Short task: Return each line of the records below that contains the string "petal", copied in full.

Records shown:
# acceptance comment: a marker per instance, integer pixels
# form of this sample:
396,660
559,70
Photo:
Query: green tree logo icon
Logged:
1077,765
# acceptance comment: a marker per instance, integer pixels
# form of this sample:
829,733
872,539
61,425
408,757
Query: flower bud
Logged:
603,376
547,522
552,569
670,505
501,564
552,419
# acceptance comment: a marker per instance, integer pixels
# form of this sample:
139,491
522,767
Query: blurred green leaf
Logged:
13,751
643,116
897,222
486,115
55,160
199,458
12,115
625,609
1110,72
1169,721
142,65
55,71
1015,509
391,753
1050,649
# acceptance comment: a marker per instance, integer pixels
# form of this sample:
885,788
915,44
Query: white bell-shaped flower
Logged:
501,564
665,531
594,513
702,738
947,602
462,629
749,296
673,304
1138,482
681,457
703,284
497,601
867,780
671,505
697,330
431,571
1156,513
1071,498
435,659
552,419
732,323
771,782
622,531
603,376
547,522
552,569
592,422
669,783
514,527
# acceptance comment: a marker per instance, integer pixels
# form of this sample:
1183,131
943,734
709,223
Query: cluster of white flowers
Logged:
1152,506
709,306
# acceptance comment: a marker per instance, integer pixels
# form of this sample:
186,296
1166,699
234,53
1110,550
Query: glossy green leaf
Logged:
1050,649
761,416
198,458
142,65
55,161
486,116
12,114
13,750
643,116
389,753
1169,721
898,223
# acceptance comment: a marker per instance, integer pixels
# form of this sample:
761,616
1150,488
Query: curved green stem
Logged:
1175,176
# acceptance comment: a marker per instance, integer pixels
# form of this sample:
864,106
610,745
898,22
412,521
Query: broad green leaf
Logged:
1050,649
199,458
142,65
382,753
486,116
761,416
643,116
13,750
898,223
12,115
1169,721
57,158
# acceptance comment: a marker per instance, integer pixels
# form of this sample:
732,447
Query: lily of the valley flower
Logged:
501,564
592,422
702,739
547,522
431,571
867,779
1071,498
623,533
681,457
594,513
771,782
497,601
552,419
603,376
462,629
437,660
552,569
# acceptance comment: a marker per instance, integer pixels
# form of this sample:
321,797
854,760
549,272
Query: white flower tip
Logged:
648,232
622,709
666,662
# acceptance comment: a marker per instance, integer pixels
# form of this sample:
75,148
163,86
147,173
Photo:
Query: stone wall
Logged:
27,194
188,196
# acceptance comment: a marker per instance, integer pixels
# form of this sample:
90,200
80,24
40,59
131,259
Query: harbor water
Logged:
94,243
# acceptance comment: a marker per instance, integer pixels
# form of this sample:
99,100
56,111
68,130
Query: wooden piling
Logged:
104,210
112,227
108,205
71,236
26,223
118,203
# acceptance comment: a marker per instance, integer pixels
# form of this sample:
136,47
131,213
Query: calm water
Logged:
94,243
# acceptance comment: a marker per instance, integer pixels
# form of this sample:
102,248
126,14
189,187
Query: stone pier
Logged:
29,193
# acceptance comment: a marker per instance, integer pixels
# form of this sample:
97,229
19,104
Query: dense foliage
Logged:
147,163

...

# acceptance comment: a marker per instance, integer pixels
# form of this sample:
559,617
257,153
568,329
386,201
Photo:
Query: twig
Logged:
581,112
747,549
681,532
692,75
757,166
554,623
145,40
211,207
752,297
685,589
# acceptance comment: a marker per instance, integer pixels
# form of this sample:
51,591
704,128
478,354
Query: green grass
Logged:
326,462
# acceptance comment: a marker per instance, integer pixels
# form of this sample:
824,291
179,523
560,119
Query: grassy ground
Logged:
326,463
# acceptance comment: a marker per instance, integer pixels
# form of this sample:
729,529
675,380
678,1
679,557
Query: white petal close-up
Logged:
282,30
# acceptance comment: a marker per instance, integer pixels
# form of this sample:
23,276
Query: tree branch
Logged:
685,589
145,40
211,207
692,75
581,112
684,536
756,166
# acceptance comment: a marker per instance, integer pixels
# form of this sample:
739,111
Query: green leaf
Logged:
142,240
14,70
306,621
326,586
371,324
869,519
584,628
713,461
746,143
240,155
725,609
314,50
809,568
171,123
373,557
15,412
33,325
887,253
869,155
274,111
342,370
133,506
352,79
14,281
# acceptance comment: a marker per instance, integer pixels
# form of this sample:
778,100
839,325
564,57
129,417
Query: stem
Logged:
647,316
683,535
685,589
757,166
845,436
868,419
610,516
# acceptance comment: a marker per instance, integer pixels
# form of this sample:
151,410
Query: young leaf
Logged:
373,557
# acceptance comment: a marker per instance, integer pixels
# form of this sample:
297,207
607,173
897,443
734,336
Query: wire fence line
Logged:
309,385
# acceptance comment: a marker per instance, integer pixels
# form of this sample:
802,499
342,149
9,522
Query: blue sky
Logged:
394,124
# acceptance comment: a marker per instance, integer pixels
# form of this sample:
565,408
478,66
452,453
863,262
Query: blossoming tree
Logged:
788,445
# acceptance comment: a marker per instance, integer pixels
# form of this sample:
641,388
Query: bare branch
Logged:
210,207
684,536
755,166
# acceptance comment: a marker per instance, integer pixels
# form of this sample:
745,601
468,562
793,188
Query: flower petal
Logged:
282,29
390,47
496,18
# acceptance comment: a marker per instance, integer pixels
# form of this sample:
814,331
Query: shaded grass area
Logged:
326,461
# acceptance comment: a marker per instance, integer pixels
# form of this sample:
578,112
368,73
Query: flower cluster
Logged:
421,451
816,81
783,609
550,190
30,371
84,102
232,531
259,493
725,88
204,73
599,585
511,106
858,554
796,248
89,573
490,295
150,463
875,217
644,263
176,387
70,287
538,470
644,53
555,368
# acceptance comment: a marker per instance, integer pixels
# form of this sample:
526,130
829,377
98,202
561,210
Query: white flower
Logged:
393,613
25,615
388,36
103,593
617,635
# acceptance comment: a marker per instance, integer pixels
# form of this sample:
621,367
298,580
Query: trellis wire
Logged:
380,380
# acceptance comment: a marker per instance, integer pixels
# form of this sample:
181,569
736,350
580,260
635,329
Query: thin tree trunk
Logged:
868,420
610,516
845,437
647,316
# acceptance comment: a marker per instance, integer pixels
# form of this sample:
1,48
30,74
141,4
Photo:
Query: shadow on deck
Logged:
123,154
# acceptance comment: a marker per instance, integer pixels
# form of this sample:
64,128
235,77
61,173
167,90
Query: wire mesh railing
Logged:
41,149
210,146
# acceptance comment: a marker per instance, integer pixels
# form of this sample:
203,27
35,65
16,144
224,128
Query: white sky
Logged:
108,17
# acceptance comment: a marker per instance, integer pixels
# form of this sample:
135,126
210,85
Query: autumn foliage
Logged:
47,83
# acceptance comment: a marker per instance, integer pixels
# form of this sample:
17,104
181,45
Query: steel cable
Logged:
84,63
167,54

==

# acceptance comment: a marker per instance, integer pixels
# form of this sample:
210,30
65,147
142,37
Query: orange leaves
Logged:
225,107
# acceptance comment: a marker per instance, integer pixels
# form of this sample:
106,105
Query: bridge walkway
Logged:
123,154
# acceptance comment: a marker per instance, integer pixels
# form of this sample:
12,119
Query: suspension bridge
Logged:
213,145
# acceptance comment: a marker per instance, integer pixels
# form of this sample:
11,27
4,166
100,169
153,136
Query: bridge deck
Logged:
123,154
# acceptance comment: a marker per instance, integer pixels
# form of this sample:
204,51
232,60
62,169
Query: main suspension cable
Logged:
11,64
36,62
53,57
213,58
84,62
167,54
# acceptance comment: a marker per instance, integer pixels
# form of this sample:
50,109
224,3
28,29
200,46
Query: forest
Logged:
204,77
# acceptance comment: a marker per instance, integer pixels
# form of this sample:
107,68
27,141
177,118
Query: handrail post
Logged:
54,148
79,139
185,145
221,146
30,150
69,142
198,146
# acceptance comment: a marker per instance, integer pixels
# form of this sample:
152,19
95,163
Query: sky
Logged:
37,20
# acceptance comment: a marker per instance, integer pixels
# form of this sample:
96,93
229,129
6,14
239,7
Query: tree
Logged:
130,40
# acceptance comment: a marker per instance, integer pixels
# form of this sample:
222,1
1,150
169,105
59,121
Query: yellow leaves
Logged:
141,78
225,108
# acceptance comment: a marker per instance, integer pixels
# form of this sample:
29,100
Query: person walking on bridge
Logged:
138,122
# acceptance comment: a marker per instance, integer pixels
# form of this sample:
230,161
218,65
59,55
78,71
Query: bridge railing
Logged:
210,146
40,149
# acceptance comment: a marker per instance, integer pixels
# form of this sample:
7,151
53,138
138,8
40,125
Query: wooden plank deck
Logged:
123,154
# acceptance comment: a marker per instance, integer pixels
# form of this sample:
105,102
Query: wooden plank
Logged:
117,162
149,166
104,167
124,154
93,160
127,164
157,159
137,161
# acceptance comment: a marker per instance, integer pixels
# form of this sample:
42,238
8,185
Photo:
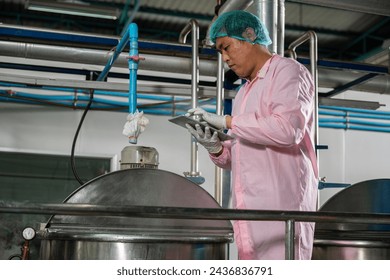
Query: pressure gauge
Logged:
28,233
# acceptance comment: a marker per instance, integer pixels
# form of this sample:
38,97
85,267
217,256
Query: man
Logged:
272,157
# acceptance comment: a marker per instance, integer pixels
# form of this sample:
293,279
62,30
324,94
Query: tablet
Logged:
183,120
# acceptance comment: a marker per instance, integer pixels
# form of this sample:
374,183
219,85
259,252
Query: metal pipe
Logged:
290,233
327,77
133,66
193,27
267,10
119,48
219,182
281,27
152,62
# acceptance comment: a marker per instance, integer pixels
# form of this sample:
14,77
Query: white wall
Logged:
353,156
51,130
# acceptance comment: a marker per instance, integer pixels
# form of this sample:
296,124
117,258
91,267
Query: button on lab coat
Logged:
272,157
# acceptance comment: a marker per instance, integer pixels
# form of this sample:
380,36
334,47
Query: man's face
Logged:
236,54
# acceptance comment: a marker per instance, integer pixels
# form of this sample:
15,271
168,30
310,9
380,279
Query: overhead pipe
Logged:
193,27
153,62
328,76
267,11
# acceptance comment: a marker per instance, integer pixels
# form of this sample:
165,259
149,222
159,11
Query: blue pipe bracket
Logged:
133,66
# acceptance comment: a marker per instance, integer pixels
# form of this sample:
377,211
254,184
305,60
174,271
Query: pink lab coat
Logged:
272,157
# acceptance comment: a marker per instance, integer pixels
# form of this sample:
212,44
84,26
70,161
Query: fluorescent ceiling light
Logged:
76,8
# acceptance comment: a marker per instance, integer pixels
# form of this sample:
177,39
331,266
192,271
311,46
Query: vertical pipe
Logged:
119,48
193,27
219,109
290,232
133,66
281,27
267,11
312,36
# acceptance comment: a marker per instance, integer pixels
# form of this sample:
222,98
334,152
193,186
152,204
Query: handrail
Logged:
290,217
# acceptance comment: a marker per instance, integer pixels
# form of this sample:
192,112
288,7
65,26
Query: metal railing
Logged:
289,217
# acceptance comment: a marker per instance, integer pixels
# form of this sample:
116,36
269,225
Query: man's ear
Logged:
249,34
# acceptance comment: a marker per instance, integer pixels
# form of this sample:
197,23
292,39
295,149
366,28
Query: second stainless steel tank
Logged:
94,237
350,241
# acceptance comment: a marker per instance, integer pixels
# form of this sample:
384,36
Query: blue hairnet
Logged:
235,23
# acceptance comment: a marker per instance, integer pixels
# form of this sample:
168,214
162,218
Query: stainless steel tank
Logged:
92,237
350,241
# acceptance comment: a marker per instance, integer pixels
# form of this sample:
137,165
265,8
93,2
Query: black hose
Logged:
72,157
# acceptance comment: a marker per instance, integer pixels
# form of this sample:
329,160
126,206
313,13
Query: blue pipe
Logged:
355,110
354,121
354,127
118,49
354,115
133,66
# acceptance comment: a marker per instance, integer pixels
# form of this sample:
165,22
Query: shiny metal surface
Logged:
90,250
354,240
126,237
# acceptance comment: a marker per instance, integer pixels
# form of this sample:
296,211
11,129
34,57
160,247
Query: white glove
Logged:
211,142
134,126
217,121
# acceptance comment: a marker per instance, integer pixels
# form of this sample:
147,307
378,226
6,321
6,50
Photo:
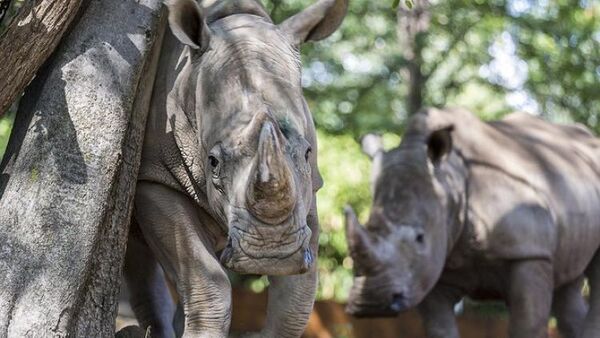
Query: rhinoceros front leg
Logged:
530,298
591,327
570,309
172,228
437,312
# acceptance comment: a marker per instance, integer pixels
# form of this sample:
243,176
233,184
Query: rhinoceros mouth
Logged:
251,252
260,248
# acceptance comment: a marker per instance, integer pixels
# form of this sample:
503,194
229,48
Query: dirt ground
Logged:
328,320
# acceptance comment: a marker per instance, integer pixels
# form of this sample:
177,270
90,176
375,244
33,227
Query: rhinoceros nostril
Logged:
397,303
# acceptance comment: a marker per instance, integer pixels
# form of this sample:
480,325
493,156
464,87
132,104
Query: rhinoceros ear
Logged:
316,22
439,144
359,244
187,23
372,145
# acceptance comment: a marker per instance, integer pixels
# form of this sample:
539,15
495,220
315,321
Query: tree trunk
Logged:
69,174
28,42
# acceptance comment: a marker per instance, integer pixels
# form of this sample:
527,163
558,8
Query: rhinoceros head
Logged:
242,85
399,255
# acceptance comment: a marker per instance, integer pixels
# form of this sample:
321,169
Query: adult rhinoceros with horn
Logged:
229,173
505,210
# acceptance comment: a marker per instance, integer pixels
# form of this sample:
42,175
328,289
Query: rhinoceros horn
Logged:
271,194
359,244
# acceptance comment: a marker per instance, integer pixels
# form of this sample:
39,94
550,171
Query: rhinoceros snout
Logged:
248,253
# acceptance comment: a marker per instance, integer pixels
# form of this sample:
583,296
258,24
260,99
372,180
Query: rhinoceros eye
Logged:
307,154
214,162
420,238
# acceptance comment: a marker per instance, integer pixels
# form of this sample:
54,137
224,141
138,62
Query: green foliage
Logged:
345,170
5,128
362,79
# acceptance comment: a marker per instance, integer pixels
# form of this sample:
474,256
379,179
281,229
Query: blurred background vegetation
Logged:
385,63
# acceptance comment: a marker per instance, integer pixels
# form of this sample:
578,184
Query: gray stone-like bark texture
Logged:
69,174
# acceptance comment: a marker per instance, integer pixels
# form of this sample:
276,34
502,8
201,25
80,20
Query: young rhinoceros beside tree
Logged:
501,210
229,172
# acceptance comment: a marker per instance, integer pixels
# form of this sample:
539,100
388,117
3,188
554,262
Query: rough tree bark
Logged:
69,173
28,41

Response for this exercise:
Query: white petal close-up
Query: flower petal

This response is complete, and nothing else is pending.